Goal:
Every line from the one that contains "Cam-trap alert: motion was detected. Identify bride in" to the last line of the listing below should be quoted verbatim. Pictures are excluded.

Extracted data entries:

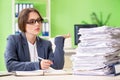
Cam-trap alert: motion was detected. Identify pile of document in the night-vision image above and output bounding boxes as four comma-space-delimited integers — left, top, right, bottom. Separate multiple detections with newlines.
71, 26, 120, 75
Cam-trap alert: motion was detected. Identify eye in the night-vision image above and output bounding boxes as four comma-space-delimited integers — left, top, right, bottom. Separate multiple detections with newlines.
29, 19, 36, 24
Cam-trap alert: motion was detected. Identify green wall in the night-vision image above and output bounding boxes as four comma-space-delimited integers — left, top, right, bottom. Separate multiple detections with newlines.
51, 0, 120, 47
0, 0, 120, 70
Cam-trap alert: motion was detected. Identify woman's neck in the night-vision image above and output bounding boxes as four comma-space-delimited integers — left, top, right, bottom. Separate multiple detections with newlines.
25, 33, 36, 44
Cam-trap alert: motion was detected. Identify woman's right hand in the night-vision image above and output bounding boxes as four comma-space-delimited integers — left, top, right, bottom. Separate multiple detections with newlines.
40, 59, 53, 69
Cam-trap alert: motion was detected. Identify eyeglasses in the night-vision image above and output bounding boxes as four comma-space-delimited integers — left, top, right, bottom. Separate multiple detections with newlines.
26, 18, 43, 24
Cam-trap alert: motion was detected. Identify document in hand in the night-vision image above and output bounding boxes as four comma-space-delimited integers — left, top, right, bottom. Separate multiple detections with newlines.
0, 71, 13, 77
113, 63, 120, 75
15, 70, 71, 76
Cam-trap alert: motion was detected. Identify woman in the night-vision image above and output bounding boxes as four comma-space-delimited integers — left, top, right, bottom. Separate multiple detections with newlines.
5, 8, 69, 72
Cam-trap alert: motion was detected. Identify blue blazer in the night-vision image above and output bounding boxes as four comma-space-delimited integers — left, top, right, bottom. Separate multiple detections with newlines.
5, 33, 64, 72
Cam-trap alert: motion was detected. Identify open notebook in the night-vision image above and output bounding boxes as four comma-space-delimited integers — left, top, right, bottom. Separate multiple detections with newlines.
0, 71, 14, 77
15, 70, 71, 76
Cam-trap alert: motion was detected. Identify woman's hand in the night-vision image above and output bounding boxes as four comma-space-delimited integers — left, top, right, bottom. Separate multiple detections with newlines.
40, 59, 53, 69
62, 33, 71, 39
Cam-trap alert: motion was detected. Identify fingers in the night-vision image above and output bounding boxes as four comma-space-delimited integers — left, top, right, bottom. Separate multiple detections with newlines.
57, 33, 71, 38
41, 60, 53, 69
63, 33, 71, 38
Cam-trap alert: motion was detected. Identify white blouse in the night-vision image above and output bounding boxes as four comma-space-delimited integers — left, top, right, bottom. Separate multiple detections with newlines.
27, 41, 39, 62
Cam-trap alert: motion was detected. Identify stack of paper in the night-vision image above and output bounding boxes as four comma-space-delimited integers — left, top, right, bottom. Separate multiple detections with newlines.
71, 26, 120, 75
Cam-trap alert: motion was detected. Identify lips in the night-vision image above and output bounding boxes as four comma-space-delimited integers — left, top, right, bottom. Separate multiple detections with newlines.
35, 28, 40, 31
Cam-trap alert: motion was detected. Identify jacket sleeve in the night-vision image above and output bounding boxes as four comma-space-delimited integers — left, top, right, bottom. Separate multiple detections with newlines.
4, 35, 40, 72
50, 36, 64, 69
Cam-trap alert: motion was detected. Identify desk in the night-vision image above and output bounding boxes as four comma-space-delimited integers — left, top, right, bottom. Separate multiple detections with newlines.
0, 75, 120, 80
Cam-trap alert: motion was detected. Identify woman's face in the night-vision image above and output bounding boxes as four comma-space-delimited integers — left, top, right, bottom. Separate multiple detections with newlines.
26, 12, 42, 35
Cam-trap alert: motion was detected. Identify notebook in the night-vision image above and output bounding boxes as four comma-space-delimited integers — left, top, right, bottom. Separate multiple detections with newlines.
15, 70, 72, 76
0, 71, 14, 77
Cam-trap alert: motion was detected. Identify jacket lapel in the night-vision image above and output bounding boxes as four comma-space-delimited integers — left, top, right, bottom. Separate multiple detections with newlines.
37, 37, 45, 59
22, 33, 30, 61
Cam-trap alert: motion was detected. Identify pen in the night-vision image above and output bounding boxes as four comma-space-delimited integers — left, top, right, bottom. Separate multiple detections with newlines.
38, 56, 44, 60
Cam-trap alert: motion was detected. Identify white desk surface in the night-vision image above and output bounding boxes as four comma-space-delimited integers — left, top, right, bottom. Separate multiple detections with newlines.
0, 75, 120, 80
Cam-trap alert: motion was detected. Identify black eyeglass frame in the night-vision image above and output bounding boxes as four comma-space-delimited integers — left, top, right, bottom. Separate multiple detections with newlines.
26, 18, 44, 25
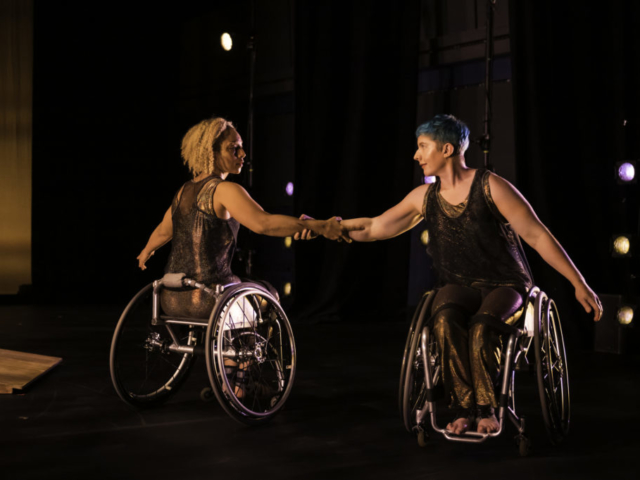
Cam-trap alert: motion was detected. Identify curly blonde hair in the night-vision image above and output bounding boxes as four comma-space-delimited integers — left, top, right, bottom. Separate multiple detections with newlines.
181, 117, 235, 177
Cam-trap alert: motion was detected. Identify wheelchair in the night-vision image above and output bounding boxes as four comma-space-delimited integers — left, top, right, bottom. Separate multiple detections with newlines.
398, 287, 571, 456
109, 274, 296, 425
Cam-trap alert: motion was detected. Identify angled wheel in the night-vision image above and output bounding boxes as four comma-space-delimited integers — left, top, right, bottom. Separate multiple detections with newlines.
534, 293, 571, 445
398, 292, 433, 414
109, 284, 198, 407
205, 282, 296, 425
401, 293, 439, 431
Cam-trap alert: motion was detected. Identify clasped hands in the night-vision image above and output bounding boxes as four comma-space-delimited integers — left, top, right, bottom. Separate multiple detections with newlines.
293, 214, 352, 243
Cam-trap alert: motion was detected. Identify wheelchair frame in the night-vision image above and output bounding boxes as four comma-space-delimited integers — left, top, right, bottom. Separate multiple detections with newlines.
399, 287, 570, 455
110, 274, 296, 425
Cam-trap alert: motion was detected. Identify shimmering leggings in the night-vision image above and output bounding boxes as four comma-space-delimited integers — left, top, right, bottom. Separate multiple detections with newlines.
431, 284, 522, 408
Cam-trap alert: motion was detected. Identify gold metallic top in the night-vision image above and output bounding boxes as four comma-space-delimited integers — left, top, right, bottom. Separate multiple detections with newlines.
423, 169, 532, 290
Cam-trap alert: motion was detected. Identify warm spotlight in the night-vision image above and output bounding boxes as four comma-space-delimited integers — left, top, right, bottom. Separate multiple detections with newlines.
613, 235, 631, 257
616, 160, 636, 183
220, 32, 233, 52
617, 306, 633, 325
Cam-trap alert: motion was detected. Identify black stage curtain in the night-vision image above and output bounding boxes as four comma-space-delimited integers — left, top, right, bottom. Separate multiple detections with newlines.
509, 0, 640, 342
294, 0, 420, 321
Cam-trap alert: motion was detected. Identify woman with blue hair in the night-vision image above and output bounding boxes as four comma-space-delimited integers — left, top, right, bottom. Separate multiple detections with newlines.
302, 115, 602, 434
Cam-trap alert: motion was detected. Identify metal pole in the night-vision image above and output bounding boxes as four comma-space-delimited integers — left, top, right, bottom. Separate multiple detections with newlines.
480, 0, 497, 171
247, 0, 256, 189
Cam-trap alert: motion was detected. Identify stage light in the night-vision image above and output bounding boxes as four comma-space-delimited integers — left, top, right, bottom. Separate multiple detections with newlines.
617, 306, 633, 325
616, 160, 636, 184
618, 162, 636, 182
613, 235, 631, 257
420, 230, 429, 245
220, 32, 233, 52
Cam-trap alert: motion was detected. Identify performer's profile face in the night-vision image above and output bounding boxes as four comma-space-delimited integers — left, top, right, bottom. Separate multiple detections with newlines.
215, 128, 247, 175
413, 135, 446, 176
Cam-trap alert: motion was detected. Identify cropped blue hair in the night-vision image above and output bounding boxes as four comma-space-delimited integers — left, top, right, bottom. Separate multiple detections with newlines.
416, 115, 469, 155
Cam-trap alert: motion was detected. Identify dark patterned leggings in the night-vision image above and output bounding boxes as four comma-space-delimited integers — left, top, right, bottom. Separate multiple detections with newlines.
431, 284, 523, 408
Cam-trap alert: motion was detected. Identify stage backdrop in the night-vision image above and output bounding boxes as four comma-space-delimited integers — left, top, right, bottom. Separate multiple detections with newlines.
510, 1, 640, 342
0, 0, 33, 295
294, 0, 420, 321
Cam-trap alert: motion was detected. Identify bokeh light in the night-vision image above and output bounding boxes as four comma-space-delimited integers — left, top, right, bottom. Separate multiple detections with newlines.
618, 307, 633, 325
613, 236, 631, 255
220, 32, 233, 52
618, 162, 636, 182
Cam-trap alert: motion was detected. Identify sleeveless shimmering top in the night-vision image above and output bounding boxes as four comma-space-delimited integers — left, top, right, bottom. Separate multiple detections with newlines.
165, 176, 240, 285
422, 169, 532, 290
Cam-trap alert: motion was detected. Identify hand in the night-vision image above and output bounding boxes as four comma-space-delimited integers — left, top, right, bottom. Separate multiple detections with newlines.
136, 250, 153, 270
576, 282, 603, 322
293, 213, 318, 240
322, 217, 352, 243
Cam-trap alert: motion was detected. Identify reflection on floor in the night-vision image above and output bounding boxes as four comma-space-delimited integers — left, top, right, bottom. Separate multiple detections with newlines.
0, 306, 640, 480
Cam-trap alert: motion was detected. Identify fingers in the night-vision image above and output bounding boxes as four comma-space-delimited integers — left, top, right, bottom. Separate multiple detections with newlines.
587, 297, 604, 322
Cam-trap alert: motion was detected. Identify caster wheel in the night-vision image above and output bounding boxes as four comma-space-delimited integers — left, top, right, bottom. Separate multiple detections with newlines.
418, 430, 429, 447
200, 387, 215, 402
517, 436, 531, 457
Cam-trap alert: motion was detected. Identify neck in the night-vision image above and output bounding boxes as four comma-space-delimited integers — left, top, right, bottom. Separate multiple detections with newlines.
438, 155, 471, 190
193, 172, 229, 182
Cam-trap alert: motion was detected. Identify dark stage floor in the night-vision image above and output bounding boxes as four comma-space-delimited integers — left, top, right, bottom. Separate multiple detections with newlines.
0, 306, 640, 480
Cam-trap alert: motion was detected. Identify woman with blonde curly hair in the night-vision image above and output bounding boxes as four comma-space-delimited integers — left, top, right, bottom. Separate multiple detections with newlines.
137, 117, 349, 318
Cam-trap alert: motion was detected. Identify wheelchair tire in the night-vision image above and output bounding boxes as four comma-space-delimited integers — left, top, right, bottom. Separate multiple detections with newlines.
402, 294, 437, 432
205, 282, 296, 425
109, 284, 197, 407
398, 292, 433, 415
534, 293, 571, 445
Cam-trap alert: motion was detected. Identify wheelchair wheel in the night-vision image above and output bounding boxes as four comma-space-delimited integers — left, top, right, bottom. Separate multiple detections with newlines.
402, 294, 440, 431
398, 292, 433, 414
205, 282, 296, 425
109, 284, 197, 407
534, 293, 571, 445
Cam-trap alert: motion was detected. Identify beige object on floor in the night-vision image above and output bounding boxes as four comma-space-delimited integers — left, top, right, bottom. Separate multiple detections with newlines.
0, 349, 62, 394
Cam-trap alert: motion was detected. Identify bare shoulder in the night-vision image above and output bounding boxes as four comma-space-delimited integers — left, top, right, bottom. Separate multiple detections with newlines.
489, 172, 528, 210
216, 180, 247, 196
404, 183, 430, 214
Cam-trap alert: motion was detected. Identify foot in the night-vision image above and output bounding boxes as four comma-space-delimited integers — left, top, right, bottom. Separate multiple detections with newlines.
477, 405, 500, 433
447, 408, 475, 435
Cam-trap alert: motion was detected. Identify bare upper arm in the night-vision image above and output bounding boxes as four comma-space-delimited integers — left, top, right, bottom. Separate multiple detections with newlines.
489, 173, 546, 244
159, 207, 173, 236
213, 182, 269, 232
371, 185, 429, 240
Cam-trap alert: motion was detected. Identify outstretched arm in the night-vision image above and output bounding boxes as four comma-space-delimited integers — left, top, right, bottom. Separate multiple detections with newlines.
489, 175, 602, 322
342, 185, 429, 242
215, 182, 351, 241
137, 208, 173, 270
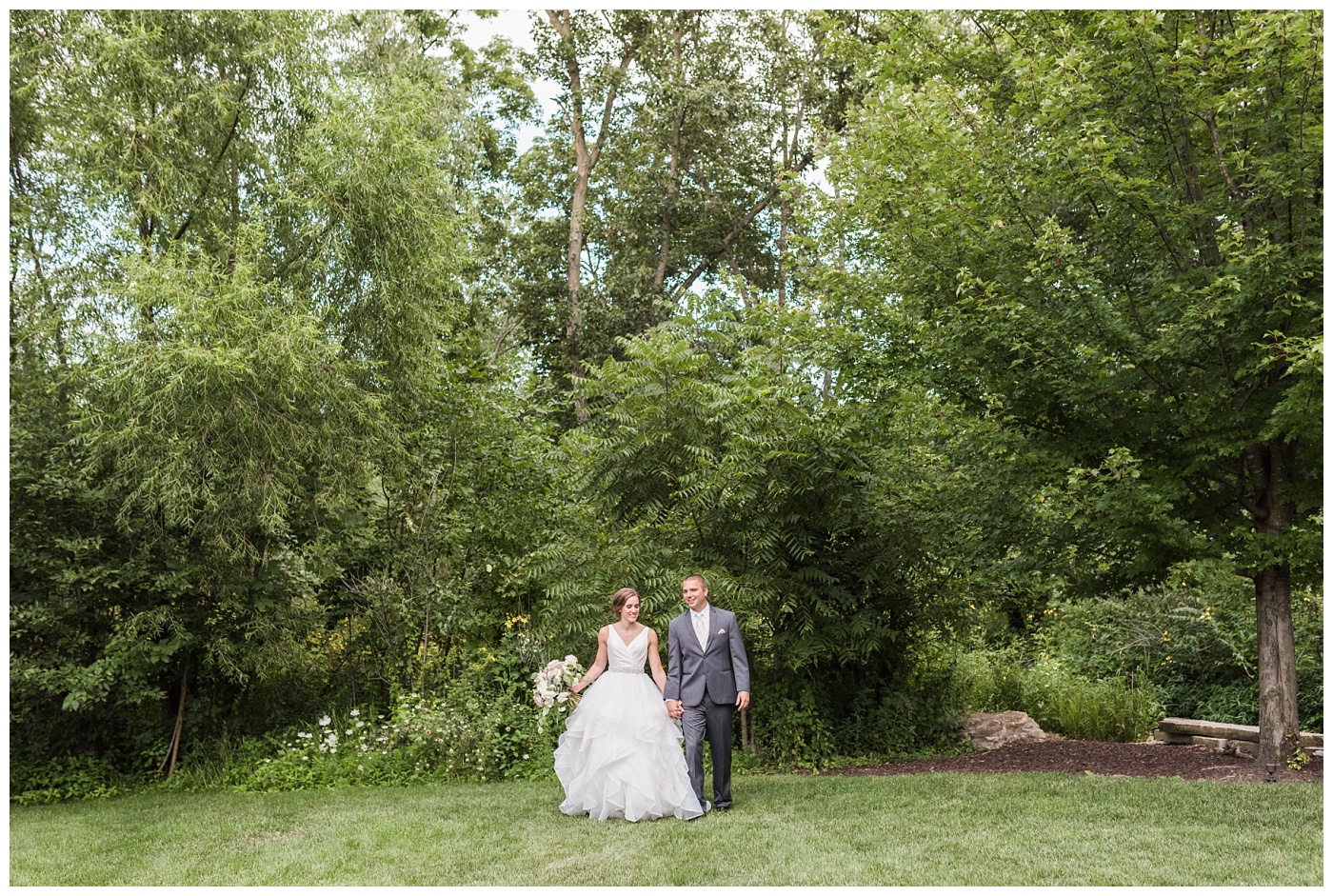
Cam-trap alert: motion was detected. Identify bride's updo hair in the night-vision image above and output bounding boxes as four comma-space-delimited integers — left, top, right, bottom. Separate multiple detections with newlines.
610, 588, 639, 619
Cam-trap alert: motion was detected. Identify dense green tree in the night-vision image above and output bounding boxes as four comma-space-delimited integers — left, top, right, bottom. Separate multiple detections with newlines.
839, 10, 1323, 762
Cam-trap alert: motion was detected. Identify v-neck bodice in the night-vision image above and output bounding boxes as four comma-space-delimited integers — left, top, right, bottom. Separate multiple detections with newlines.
607, 626, 647, 672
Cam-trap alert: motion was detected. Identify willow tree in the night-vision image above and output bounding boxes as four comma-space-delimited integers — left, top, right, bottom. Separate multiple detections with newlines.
10, 10, 498, 769
839, 10, 1323, 762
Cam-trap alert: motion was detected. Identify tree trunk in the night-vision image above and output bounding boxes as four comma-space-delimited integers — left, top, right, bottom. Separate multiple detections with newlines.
653, 16, 686, 289
547, 10, 637, 423
1254, 563, 1300, 766
157, 668, 189, 777
1245, 443, 1301, 766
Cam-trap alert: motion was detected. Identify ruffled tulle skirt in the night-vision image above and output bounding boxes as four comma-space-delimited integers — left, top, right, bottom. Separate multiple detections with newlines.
556, 670, 704, 822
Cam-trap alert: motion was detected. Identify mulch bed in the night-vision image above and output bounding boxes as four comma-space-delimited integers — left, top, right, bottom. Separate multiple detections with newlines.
823, 740, 1323, 784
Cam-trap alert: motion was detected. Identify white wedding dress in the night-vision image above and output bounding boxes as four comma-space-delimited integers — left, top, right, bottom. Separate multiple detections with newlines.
556, 626, 704, 822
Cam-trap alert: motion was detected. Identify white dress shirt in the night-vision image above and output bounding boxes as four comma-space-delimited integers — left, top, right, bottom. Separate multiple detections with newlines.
689, 604, 707, 649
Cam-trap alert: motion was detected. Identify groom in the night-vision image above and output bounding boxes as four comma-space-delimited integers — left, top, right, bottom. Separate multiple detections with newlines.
663, 576, 749, 812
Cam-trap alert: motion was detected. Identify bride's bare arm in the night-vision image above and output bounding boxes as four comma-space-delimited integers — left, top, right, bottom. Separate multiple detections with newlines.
569, 627, 607, 693
647, 628, 666, 690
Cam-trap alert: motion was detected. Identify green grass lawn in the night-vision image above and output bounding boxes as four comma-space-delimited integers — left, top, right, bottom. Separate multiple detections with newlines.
10, 775, 1323, 886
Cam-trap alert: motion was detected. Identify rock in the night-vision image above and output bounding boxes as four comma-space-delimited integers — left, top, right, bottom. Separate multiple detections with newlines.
963, 709, 1046, 749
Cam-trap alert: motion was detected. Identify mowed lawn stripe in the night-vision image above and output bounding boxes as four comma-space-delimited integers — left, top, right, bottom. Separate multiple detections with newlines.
10, 773, 1323, 886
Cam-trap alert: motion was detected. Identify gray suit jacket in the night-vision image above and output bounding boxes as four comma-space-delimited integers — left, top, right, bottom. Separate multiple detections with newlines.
663, 604, 749, 707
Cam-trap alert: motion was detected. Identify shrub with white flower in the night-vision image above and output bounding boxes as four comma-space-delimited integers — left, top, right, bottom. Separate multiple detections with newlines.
532, 653, 584, 730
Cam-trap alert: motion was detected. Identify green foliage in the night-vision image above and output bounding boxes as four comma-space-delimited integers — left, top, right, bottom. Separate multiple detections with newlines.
10, 756, 127, 806
954, 649, 1166, 743
1037, 563, 1323, 730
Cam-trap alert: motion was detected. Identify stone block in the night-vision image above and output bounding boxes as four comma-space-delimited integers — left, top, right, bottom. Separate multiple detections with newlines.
963, 709, 1046, 750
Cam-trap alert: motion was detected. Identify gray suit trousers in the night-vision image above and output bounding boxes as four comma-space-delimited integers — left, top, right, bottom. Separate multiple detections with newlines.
680, 697, 736, 810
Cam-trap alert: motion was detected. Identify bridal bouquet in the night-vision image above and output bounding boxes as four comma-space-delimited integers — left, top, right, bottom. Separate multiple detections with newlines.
532, 653, 584, 730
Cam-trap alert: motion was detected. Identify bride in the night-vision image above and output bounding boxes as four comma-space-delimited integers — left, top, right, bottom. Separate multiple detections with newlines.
556, 588, 704, 822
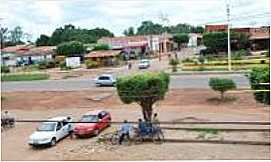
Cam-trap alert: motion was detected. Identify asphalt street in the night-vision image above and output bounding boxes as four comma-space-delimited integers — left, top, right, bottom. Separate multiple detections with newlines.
1, 74, 249, 92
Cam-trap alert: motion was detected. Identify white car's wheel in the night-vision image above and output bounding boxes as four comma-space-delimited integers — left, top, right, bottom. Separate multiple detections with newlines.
50, 138, 56, 146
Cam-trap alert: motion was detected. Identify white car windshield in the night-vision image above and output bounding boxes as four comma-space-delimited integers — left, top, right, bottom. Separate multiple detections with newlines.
38, 123, 56, 131
80, 115, 98, 122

Written solution:
Cam-trap alert: motion was detected. Identify bride in the night-vision image above and output bounding boxes as four comma-space-delimited integers — left, top, right, bottom. Separate multiple detections with newlines.
556, 588, 704, 822
Cam-trap alert: motion was detected. Identify asphalt street in the night-vision image above and output bounding boxes as four comma-space-delimited integers — left, top, right, bottom. Separate multiple detections with newlines.
1, 74, 249, 92
Cam-trap alert: motion was detected. Identify white car's wheel in the night-vision image above and output bounding boxes as four comma-space-delimited integers — left, top, right, bottom. Separate multiple detections with newlines.
50, 138, 56, 146
Cam-trap alert: motion was detected. Identify white car windshield in the night-vision image above and output bounding boxes as four comma-space-delimited integers — left, top, right, bottom. Separate multiple detections with newlines.
38, 123, 56, 131
80, 115, 98, 122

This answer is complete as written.